═════ Document

At the track, the signs indicate the destination and departure time. The small numbers and letters along the bottom show you where you can board the train. The letters indicate the zone you should stand in, and the numbers indicate the class. The class (1st or 2nd) is indicated by a "1" or "2" on the side of the car, these correspond with the numbers on the sign.
Luggage can be stowed above your seat or in between seats, or on a rack at the end of the car. During busy periods, people often stow large luggage (or skis) in the entrance area in between cars. This is usually fairly safe, but use common sense.
The variety of trains is bewildering at first, but is actually quite simple. The routes the SBB website suggests will make much more sense if you understand them. All trains have a one or two letter prefix, followed by a number, for example S3, IR2781. Only the prefix, the destination, and the time of departure are important.
You can bring your bicycle on every train in Switzerland, with two provisos: you must have a ticket for it (available from the ticket machines, CHF 10 for a day pass), and you must get on at a door marked with a bicycle. On ICN trains and some IR trains this is at the very front of the train.
Information for railway fans
In Switzerland nearly all railways run electrically but it is possible to find many steam railways such as the Brienzer Rothornbahn or the Furka Railway for instance. There are many interesting mountain railways of all types. In Switzerland most electric trains get their power from a single phase AC network at 15 000V 16 2/3Hz. This network uses its own powerlines run with 66 kV and 132 kV, which have, unlike normal power lines, a number of conductors not divisible by 3. (Most powerlines for the single phase AC grid of the traction power grid have four conductors.)

══════════
═════ Recorded data

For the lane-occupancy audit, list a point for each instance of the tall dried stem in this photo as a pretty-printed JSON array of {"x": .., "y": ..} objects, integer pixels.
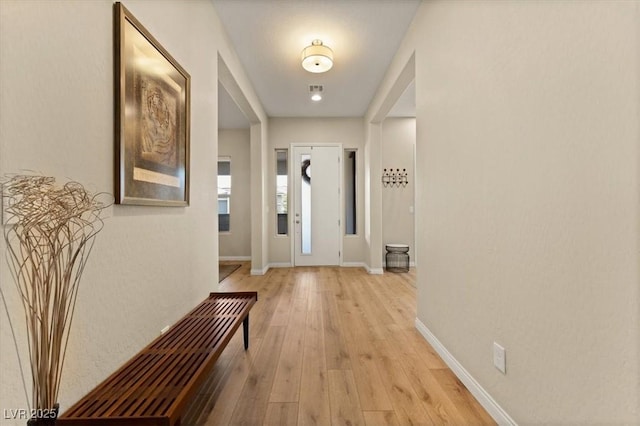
[{"x": 50, "y": 232}]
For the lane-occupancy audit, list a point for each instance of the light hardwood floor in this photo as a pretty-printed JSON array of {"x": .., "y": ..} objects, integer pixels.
[{"x": 332, "y": 346}]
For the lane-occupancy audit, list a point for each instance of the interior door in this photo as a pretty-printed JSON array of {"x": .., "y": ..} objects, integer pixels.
[{"x": 317, "y": 205}]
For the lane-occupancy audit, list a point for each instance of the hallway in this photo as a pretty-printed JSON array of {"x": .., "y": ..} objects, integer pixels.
[{"x": 332, "y": 346}]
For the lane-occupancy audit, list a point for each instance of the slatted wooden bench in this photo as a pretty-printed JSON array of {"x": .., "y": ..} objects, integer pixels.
[{"x": 156, "y": 385}]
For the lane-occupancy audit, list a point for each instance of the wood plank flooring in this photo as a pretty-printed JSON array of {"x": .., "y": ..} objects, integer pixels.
[{"x": 332, "y": 346}]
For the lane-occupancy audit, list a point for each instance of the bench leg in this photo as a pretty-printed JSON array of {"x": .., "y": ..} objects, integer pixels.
[{"x": 245, "y": 330}]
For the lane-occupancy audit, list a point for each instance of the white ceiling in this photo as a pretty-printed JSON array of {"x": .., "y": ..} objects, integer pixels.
[{"x": 269, "y": 35}]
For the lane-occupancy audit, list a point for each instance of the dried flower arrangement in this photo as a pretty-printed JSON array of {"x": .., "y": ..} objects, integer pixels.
[{"x": 49, "y": 232}]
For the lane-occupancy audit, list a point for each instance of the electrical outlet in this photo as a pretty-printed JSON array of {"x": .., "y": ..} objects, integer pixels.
[{"x": 499, "y": 358}]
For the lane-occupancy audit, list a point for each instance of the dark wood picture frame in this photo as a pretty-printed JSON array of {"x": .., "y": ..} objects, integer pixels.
[{"x": 152, "y": 118}]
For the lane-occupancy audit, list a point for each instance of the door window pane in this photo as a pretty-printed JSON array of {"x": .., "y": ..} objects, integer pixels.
[
  {"x": 282, "y": 185},
  {"x": 350, "y": 191},
  {"x": 305, "y": 198},
  {"x": 224, "y": 194}
]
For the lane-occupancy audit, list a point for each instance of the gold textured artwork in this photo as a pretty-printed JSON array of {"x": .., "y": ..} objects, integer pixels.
[{"x": 152, "y": 118}]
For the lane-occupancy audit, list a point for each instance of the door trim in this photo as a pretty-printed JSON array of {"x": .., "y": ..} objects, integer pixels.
[{"x": 292, "y": 197}]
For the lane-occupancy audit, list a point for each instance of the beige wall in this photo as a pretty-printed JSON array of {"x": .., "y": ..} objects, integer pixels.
[
  {"x": 528, "y": 121},
  {"x": 235, "y": 144},
  {"x": 398, "y": 144},
  {"x": 285, "y": 131},
  {"x": 150, "y": 265}
]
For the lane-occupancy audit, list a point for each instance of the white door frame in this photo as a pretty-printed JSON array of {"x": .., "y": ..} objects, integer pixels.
[{"x": 293, "y": 168}]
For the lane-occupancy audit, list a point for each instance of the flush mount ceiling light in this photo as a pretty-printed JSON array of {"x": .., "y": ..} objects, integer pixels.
[
  {"x": 317, "y": 58},
  {"x": 316, "y": 92}
]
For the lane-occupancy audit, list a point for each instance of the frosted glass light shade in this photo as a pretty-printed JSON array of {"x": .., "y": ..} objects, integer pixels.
[{"x": 317, "y": 58}]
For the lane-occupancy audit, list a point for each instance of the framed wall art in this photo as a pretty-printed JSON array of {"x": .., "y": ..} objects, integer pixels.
[{"x": 152, "y": 118}]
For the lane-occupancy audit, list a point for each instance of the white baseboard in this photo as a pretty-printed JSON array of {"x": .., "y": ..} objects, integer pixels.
[
  {"x": 281, "y": 265},
  {"x": 238, "y": 258},
  {"x": 354, "y": 265},
  {"x": 374, "y": 271},
  {"x": 483, "y": 397},
  {"x": 260, "y": 271}
]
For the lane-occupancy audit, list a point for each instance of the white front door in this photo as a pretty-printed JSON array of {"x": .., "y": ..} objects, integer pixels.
[{"x": 317, "y": 205}]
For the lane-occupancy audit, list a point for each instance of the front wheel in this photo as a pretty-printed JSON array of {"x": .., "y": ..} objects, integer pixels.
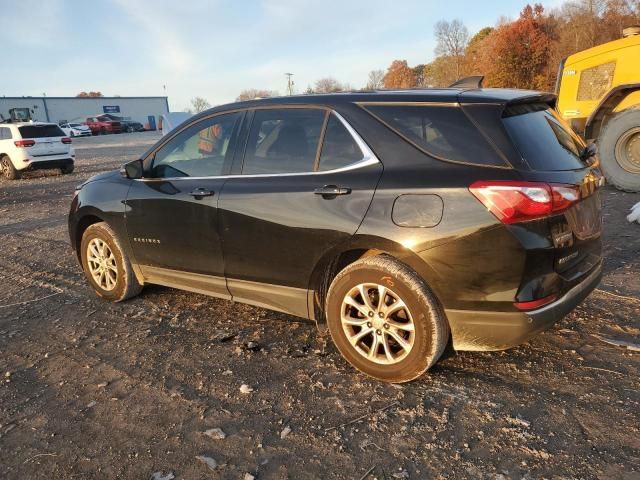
[
  {"x": 385, "y": 320},
  {"x": 7, "y": 169},
  {"x": 106, "y": 265}
]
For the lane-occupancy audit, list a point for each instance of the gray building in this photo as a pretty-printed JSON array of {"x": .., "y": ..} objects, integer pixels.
[{"x": 77, "y": 109}]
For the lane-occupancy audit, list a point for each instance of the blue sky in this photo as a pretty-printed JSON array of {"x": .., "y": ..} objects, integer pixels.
[{"x": 215, "y": 49}]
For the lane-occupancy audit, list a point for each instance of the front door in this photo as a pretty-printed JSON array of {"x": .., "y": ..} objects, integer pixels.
[
  {"x": 172, "y": 213},
  {"x": 307, "y": 181}
]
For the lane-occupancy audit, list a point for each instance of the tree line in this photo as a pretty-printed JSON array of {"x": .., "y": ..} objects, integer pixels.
[{"x": 521, "y": 53}]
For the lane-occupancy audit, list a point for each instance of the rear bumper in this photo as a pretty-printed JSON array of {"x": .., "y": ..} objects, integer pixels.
[
  {"x": 49, "y": 164},
  {"x": 477, "y": 330}
]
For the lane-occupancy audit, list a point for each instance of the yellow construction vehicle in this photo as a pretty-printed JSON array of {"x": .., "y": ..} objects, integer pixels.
[{"x": 599, "y": 94}]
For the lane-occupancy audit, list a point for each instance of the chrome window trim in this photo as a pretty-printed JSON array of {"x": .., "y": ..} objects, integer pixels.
[{"x": 368, "y": 159}]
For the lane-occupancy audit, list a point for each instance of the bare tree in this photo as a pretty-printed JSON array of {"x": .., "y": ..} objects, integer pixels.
[
  {"x": 253, "y": 93},
  {"x": 376, "y": 80},
  {"x": 452, "y": 38},
  {"x": 199, "y": 104}
]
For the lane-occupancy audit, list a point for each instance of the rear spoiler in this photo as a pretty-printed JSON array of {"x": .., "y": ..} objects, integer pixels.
[
  {"x": 474, "y": 81},
  {"x": 542, "y": 97}
]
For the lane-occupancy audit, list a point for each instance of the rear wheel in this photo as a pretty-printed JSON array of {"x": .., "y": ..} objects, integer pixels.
[
  {"x": 7, "y": 169},
  {"x": 106, "y": 265},
  {"x": 619, "y": 148},
  {"x": 385, "y": 320}
]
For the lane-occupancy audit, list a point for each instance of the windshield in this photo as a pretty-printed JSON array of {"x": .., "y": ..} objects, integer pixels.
[{"x": 544, "y": 140}]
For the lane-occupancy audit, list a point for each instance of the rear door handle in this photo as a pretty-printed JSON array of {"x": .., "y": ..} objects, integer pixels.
[
  {"x": 201, "y": 192},
  {"x": 331, "y": 191}
]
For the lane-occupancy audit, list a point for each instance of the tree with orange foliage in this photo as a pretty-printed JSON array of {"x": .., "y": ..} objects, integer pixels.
[
  {"x": 399, "y": 75},
  {"x": 520, "y": 51}
]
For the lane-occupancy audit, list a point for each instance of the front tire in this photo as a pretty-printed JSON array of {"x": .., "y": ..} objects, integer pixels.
[
  {"x": 8, "y": 170},
  {"x": 385, "y": 320},
  {"x": 619, "y": 148},
  {"x": 106, "y": 265}
]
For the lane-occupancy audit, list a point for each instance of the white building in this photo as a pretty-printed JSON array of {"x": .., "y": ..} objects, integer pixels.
[{"x": 77, "y": 109}]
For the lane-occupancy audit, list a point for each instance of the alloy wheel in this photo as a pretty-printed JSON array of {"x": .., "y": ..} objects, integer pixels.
[
  {"x": 102, "y": 264},
  {"x": 377, "y": 323}
]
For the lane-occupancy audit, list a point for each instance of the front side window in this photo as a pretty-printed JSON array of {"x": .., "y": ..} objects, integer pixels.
[
  {"x": 283, "y": 141},
  {"x": 199, "y": 151},
  {"x": 339, "y": 148}
]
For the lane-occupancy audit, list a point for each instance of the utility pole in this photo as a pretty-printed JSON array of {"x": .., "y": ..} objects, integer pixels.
[{"x": 289, "y": 83}]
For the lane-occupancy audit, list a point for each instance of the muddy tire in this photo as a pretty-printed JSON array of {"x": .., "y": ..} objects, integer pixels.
[
  {"x": 106, "y": 265},
  {"x": 385, "y": 320},
  {"x": 619, "y": 148}
]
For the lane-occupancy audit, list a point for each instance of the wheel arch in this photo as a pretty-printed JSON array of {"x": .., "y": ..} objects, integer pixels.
[
  {"x": 336, "y": 259},
  {"x": 598, "y": 118},
  {"x": 84, "y": 222}
]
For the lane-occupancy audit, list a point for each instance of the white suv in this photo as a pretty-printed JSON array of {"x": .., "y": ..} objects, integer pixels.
[{"x": 34, "y": 146}]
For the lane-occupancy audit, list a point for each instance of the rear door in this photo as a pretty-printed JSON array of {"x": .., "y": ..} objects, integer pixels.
[
  {"x": 306, "y": 181},
  {"x": 47, "y": 138}
]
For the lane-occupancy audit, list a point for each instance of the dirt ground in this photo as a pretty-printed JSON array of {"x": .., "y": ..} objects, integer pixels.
[{"x": 91, "y": 389}]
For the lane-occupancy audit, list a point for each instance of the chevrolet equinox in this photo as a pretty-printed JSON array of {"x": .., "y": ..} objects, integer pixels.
[{"x": 400, "y": 220}]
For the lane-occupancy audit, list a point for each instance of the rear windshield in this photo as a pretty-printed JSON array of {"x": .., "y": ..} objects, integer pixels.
[
  {"x": 544, "y": 140},
  {"x": 41, "y": 131},
  {"x": 442, "y": 131}
]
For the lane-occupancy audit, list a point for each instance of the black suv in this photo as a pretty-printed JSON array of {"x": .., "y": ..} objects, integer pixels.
[{"x": 400, "y": 220}]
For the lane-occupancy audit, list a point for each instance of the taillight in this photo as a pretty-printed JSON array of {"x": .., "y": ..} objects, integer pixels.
[{"x": 513, "y": 202}]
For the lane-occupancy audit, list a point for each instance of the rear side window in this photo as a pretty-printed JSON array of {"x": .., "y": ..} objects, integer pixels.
[
  {"x": 5, "y": 133},
  {"x": 441, "y": 131},
  {"x": 283, "y": 141},
  {"x": 544, "y": 140},
  {"x": 339, "y": 148},
  {"x": 40, "y": 131}
]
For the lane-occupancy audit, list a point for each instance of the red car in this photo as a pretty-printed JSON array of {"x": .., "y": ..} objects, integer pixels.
[{"x": 102, "y": 125}]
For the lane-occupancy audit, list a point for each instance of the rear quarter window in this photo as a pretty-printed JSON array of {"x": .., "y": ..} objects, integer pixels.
[
  {"x": 543, "y": 139},
  {"x": 40, "y": 131},
  {"x": 444, "y": 132}
]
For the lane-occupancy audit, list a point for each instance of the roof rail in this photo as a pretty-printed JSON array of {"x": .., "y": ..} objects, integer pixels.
[{"x": 474, "y": 81}]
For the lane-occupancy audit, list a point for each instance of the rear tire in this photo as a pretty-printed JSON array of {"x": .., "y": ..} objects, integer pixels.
[
  {"x": 619, "y": 149},
  {"x": 8, "y": 170},
  {"x": 106, "y": 265},
  {"x": 394, "y": 340}
]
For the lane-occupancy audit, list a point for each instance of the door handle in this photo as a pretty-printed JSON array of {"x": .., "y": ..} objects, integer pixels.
[
  {"x": 332, "y": 191},
  {"x": 201, "y": 192}
]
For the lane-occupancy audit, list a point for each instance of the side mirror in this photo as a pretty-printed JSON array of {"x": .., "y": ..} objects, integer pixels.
[{"x": 132, "y": 170}]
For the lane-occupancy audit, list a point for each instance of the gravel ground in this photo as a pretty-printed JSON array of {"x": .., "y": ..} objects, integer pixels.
[{"x": 91, "y": 389}]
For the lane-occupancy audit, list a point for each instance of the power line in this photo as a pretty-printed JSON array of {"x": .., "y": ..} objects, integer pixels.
[{"x": 289, "y": 83}]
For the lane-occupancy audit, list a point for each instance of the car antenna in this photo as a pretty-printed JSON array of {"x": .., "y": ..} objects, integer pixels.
[{"x": 475, "y": 81}]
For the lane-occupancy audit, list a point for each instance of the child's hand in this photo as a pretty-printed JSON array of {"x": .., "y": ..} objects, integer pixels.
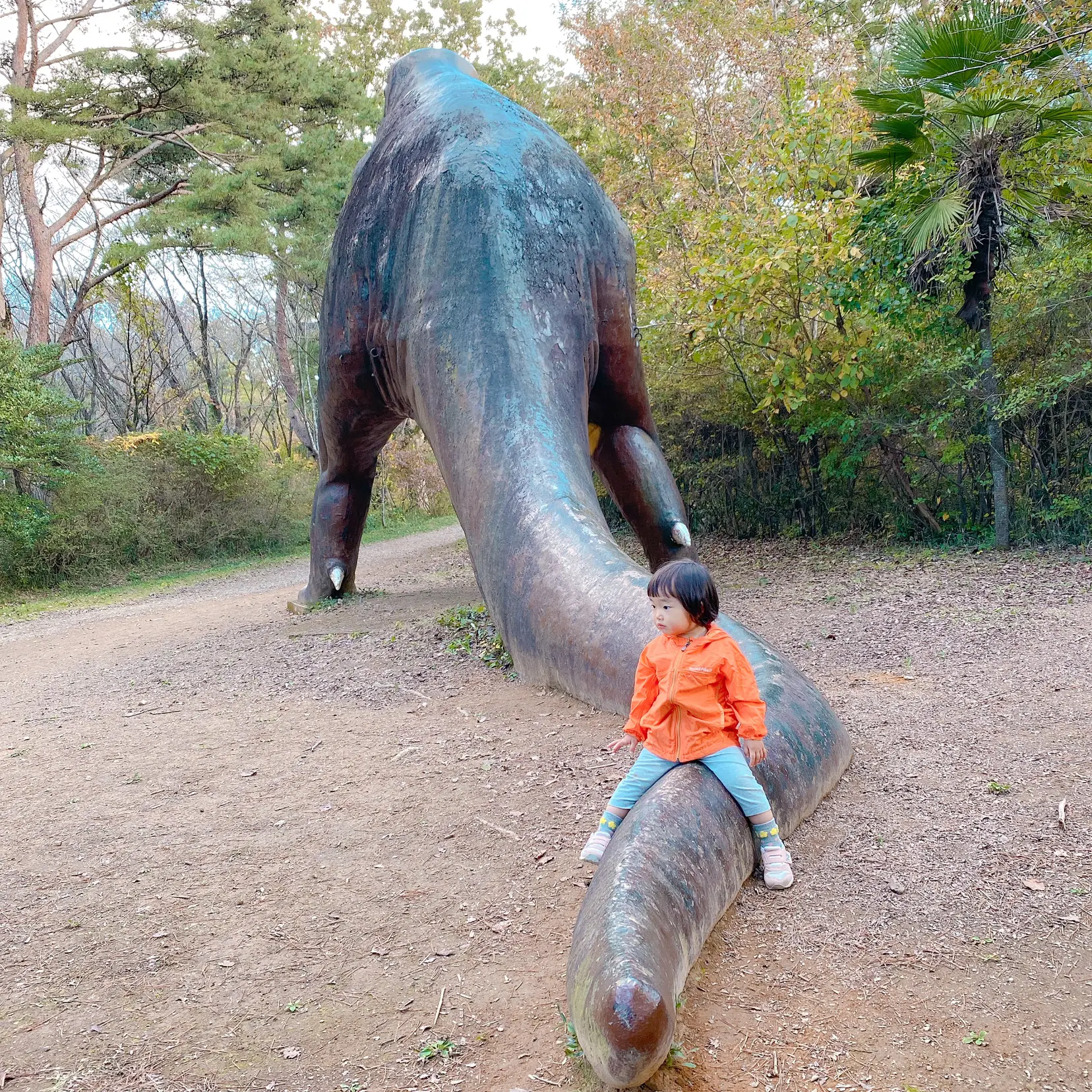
[{"x": 754, "y": 750}]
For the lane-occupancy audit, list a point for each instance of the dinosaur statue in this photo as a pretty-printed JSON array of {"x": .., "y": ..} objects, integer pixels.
[{"x": 482, "y": 283}]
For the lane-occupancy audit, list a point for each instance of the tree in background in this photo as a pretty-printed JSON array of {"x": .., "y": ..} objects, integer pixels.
[
  {"x": 723, "y": 135},
  {"x": 94, "y": 136},
  {"x": 980, "y": 135}
]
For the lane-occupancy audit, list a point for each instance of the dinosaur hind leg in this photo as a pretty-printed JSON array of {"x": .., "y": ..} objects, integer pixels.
[
  {"x": 641, "y": 483},
  {"x": 627, "y": 454}
]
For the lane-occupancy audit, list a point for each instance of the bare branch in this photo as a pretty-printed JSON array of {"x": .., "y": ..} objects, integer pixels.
[{"x": 136, "y": 206}]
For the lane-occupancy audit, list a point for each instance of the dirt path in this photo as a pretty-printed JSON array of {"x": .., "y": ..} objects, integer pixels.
[{"x": 247, "y": 850}]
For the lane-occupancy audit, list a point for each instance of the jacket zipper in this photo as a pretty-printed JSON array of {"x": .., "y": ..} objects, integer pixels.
[{"x": 679, "y": 712}]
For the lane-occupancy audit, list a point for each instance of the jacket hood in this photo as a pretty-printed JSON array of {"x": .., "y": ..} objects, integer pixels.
[{"x": 713, "y": 634}]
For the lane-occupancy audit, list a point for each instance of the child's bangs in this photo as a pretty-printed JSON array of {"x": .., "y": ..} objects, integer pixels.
[{"x": 665, "y": 582}]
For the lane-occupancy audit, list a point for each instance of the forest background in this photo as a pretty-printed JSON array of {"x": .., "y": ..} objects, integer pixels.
[{"x": 863, "y": 237}]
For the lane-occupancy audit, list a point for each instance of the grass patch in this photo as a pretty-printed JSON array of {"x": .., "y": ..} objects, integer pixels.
[
  {"x": 474, "y": 632},
  {"x": 140, "y": 584}
]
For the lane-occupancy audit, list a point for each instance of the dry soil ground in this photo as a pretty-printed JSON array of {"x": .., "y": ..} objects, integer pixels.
[{"x": 248, "y": 850}]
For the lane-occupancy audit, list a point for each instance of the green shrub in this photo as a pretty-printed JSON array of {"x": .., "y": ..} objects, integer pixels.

══════════

■ The tasks:
1/ In the text about Swiss trains, how much does a day pass for a bicycle cost?
2/ Write the next part of the text about Swiss trains, starting after its last sentence.

■ Results of the exercise:
1/ CHF 10

2/
Here is short list of remarkable railway lines:
To use the motorways (known as Autobahnen, Autoroutes, or Autostrade, depending on where you are), vehicles under 3500 kg weight need to buy a "Vignette", a sticker which costs 40 CHF that allows you to use the motorways as much as you like for the entire year (more precisely, from 1 December of the preceding year to 31 January of the following, so a 2009 vignette is valid from 1 December 2008 until 31 January 2010). Trailers must have a separate vignette. Avoiding the motorways in order to save the toll price is generally futile; the amount is well worth it, even if you are only transiting. Failure to possess a valid vignette is punishable by a 100 CHF fine and a requirement to purchase a vignette immediately (total fine of 140 CHF).
Sharing vignettes is, of course, illegal and subject to the same fines as not having one.
Vehicles larger than 3500 kg have to pay a special toll assessed through special on-board units that is applied for all roads, not just the motorways.
Speed limits: 120 km/h on motorways, 80 km/h on normal roads and inside tunnels and 50 km/h inside villages. Vehicles unable to travel at 80 km/h are not permitted on the motorways. Whilst driving "a wee bit too fast" is common on motorways, people tend to stick pretty closely to the other two limits. Fines are hefty and traffic rules are strictly enforced.
If you like cars, Switzerland can seem like a bit of a tease. They feature some of the greatest driving roads in the world, but can literally throw you in jail for speeding, even on highways. If you stick to the limits, the back roads/mountain roads will still be a blast to drive on, while still maintaining you are not excessively fined/arrested.
Driving is the best way to see a wonderful country with outstanding roads. Six tips for mountain roads:
Veloland Schweiz has build up an extensive network of long distance cycle trails all across the country. There are many Swiss cities where you can rent bicycles if that is your means of traveling and you can even rent electric bicycles. During the summer it is quite common for cities to offer bicycle 'rental' for free! Cycling in cities is pretty safe, at least compared to other countries, and very common. As with the car you need to buy a vignette sticker for your bike too, these are a liability insurance in case of accidents. A common place to buy the stickers is the post office.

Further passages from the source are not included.